* **YOUR ASSIGNMENT**
Without including any pictures, give back all of the data exactly.

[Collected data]
————————

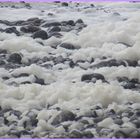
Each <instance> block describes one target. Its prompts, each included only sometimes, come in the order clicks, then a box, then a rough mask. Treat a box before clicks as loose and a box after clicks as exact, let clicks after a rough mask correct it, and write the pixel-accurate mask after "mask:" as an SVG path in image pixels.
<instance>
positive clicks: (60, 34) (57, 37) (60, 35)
mask: <svg viewBox="0 0 140 140" xmlns="http://www.w3.org/2000/svg"><path fill="white" fill-rule="evenodd" d="M52 36H55V37H57V38H61V37H62V34H60V33H59V32H50V33H49V37H52Z"/></svg>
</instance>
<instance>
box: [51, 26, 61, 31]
mask: <svg viewBox="0 0 140 140" xmlns="http://www.w3.org/2000/svg"><path fill="white" fill-rule="evenodd" d="M60 31H61V28H60V27H59V26H54V27H52V28H51V29H50V31H49V32H60Z"/></svg>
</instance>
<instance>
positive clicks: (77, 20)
mask: <svg viewBox="0 0 140 140" xmlns="http://www.w3.org/2000/svg"><path fill="white" fill-rule="evenodd" d="M75 23H79V24H81V23H84V22H83V20H82V19H78V20H77V21H76V22H75Z"/></svg>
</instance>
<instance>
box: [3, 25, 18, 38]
mask: <svg viewBox="0 0 140 140" xmlns="http://www.w3.org/2000/svg"><path fill="white" fill-rule="evenodd" d="M4 31H5V32H6V33H9V34H11V33H15V34H16V35H17V36H20V33H19V31H17V29H16V27H10V28H6V29H5V30H4Z"/></svg>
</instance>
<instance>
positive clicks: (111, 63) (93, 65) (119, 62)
mask: <svg viewBox="0 0 140 140" xmlns="http://www.w3.org/2000/svg"><path fill="white" fill-rule="evenodd" d="M121 65H123V66H126V64H125V62H123V61H117V60H115V59H112V60H108V61H103V62H100V63H98V64H95V65H93V66H92V67H96V68H100V67H112V66H121Z"/></svg>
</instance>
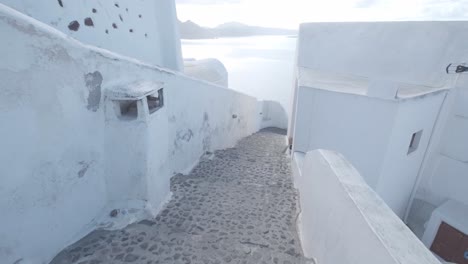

————————

* **SOLUTION BELOW**
Each <instance> block describes one target. Its prompts, each included only sometimes, come in the order clicks, then a box, then a rough mask. Treat a box before clicks as loose and a box after clicks as exact, let clicks after a rough mask correct it, and write the pixel-accurate mask after "mask:" as an SVG path in image pixels.
<instance>
positive clicks: (60, 34) (57, 37) (60, 35)
mask: <svg viewBox="0 0 140 140" xmlns="http://www.w3.org/2000/svg"><path fill="white" fill-rule="evenodd" d="M52 36H55V37H57V38H61V37H62V34H60V33H59V32H50V33H49V37H52Z"/></svg>
</instance>
<instance>
box: [51, 26, 61, 31]
mask: <svg viewBox="0 0 140 140" xmlns="http://www.w3.org/2000/svg"><path fill="white" fill-rule="evenodd" d="M60 31H61V28H60V27H59V26H54V27H52V28H51V29H50V31H49V32H60Z"/></svg>
</instance>
<instance>
positive clicks: (77, 20)
mask: <svg viewBox="0 0 140 140" xmlns="http://www.w3.org/2000/svg"><path fill="white" fill-rule="evenodd" d="M75 23H79V24H81V23H84V22H83V20H82V19H78V20H77V21H76V22H75Z"/></svg>
</instance>
<instance>
box: [3, 25, 18, 38]
mask: <svg viewBox="0 0 140 140" xmlns="http://www.w3.org/2000/svg"><path fill="white" fill-rule="evenodd" d="M4 31H5V32H6V33H9V34H11V33H15V34H16V35H17V36H20V33H19V31H17V29H16V27H10V28H6V29H5V30H4Z"/></svg>
</instance>
<instance>
positive clicks: (111, 63) (93, 65) (119, 62)
mask: <svg viewBox="0 0 140 140" xmlns="http://www.w3.org/2000/svg"><path fill="white" fill-rule="evenodd" d="M121 65H123V66H126V64H125V62H123V61H117V60H115V59H112V60H108V61H103V62H100V63H98V64H95V65H93V66H92V67H96V68H100V67H112V66H121Z"/></svg>
</instance>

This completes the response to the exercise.